#### Source material:
_ _ _ _ _ _ _

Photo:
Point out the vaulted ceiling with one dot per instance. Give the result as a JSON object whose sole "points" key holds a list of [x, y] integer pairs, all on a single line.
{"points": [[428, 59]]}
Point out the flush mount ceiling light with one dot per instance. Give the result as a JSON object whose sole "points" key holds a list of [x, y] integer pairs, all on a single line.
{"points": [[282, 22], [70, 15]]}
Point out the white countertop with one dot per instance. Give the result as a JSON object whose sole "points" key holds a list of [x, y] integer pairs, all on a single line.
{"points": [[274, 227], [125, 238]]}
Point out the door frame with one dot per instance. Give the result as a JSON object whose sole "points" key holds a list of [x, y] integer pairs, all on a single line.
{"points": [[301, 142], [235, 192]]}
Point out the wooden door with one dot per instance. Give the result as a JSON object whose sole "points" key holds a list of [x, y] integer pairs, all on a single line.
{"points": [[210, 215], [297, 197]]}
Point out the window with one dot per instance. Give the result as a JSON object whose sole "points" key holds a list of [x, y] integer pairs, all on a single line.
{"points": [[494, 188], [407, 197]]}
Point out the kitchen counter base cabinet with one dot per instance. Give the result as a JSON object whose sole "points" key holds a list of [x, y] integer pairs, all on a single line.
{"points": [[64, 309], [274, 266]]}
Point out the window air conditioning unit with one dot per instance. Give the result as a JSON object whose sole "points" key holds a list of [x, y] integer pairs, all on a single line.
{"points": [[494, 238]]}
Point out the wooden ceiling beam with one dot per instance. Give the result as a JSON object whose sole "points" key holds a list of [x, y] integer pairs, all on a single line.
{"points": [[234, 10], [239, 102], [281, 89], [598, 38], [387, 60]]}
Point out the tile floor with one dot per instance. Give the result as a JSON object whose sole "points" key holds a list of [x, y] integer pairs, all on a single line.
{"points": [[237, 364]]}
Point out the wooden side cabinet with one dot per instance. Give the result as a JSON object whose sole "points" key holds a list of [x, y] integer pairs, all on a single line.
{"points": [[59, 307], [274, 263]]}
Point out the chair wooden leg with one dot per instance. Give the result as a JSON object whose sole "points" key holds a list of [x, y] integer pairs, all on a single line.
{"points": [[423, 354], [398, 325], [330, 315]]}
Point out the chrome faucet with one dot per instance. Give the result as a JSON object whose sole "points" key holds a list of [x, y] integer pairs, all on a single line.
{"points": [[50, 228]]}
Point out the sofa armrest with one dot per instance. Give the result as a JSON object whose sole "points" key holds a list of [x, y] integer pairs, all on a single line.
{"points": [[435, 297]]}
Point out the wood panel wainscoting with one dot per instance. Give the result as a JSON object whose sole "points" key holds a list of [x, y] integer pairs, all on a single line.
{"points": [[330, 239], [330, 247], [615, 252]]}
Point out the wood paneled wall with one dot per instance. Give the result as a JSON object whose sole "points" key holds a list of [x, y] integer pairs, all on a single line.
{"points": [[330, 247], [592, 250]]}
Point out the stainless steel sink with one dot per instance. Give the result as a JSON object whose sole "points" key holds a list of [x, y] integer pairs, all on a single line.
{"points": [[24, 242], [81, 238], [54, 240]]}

_ _ _ _ _ _ _

#### What this task involves:
The required answer is the complete data, repeated exactly.

#### Problem solution:
Photo:
Point out the vaulted ceiling with one dot per instance. Give the result as a JSON object whose sole "points" key holds a list of [x, y] integer pairs, all on a single line.
{"points": [[428, 59]]}
Point out the flush mount ceiling light with one dot per instance. Give the result as a JSON object whose sole "points" key holds a list of [x, y] integer pairs, all on a single line.
{"points": [[282, 22], [70, 15]]}
Point out the white countertop with one dot per instance. Give the result as a JSON object whose sole "points" key holds a list of [x, y] integer pairs, all on a single line.
{"points": [[274, 227], [125, 238]]}
Point out the door frame with one dot per instance. Give the result as a JSON object whose sole "points" key holds a list of [x, y] integer pairs, all on a single line.
{"points": [[301, 142], [235, 192]]}
Point out the wooden door with one dot per instance. Give the result as a JSON object whose sole "points" key holds a list of [x, y] integer pairs, all on a single line.
{"points": [[210, 215], [297, 197]]}
Point out the window with one dot per instance. Give the result as a JSON object whose sole "points" key holds a list of [x, y] integer pairs, all on a single line.
{"points": [[494, 188], [407, 197]]}
Point out the kitchen counter base cabinet with one dot per instance. Give the result as a JSON object whose sole "points" key holds a list of [x, y] integer pairs, all on a single line.
{"points": [[64, 309], [274, 266]]}
Point out the window air conditioning unit with one dot per instance. Give the result as a JSON object whose sole "points" key holds a list of [x, y] integer pairs, all on a single line.
{"points": [[494, 238]]}
Point out the wooden ceiling beam with one dot per instance. Give the result as a JSON object whose sole "points" key holds a list of [x, y] integer pairs, all on a single line.
{"points": [[234, 10], [239, 102], [281, 89], [598, 38], [387, 60]]}
Point out the tile floor with one dot per instance. Give the result as a JSON object whose sole "points" key holds a list of [x, y] integer pairs, all on a single line.
{"points": [[237, 364]]}
Point out the wooden side cabinet with one dot per instance. Give the result as a JSON object whose sole "points" key holds a list of [x, y] integer pairs, all on a single line.
{"points": [[59, 307], [274, 263]]}
Point out the chair wooden leg with one dot per instance. Give the result as a JSON object whose sole "points" key holds a list of [x, y] integer pairs, all on a single line.
{"points": [[423, 354], [398, 325], [330, 315]]}
Point out the chrome faucet with one dot per instance. Give the result as a JSON object whose sole "points" key holds a list of [x, y] integer pairs, all on a single line.
{"points": [[50, 228]]}
Point out the sofa armrest with one dot per instance. Give the result as a JSON object whose sole "points" key holds a list of [x, y] integer pairs, all on a single line.
{"points": [[435, 297]]}
Point out the wood panel wainscoting with one dot per instance. Give the result as a JSON object whose sole "points" key holds a list of [x, y] integer pairs, all on a single line.
{"points": [[330, 239], [330, 247], [615, 252]]}
Point out the wood paneled wall with one dot per instance. Give the result as a JSON object whose sole "points" key holds a list of [x, y] integer pairs, all on a single line.
{"points": [[330, 247], [592, 250]]}
Point out the stainless steel sink with one dot per instance. Give the result as a JSON object whose sole "points" key holds a list of [x, y] integer pairs, all on a single line.
{"points": [[24, 242], [81, 238], [54, 240]]}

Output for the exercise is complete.